● Task brief
The reply should hold only the lines below from the one with "Expected: for each instance of the black backpack" to the end, each copied exactly.

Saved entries
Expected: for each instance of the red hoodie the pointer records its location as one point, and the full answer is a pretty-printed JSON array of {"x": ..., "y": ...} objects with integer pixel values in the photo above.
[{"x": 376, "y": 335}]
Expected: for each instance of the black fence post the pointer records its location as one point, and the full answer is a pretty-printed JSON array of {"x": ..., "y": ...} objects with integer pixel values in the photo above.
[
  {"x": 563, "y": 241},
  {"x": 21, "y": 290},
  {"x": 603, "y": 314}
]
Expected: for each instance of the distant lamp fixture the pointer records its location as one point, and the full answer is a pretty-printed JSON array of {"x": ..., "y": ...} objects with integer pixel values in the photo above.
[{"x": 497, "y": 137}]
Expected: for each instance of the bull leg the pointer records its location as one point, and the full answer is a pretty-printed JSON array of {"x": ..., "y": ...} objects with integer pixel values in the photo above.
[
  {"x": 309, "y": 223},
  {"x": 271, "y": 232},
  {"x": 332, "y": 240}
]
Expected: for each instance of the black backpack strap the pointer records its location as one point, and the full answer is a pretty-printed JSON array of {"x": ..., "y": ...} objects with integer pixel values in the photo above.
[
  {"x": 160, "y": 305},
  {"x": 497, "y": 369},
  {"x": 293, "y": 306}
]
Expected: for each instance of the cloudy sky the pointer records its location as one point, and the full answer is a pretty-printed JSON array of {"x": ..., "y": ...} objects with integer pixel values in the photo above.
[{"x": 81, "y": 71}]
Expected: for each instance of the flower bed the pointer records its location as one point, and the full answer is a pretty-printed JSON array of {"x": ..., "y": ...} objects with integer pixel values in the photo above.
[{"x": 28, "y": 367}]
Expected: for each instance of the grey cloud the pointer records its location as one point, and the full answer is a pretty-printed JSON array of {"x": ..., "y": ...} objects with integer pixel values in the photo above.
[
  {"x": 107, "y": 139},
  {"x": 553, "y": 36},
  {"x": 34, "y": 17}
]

● Response area
Expected: for each instance of the black backpack strap the pointer records its location as one point, and the full answer is a pretty-printed JSON array of {"x": ..., "y": ...} objects with integer pixel values in the photo above.
[
  {"x": 160, "y": 305},
  {"x": 497, "y": 369},
  {"x": 293, "y": 306}
]
Expected: for each instance of the cloudy sky the pointer records its location as one point, and the full answer is a pretty-printed JSON array of {"x": ..., "y": ...} objects with integer pixel values in the photo above.
[{"x": 81, "y": 71}]
Expected: for each instance of the flower bed the pointer records its location as one point, and the full answer is a pretty-printed JSON array of {"x": ..., "y": ...} objects with integer pixel values in the photo above.
[{"x": 28, "y": 367}]
Expected: for each instance of the grey cloud the pointer records its location as one point, and the full answer is a pretty-printed JSON array of {"x": ..., "y": ...} objects with integer pixel values in the photo above.
[
  {"x": 107, "y": 139},
  {"x": 553, "y": 36},
  {"x": 34, "y": 17}
]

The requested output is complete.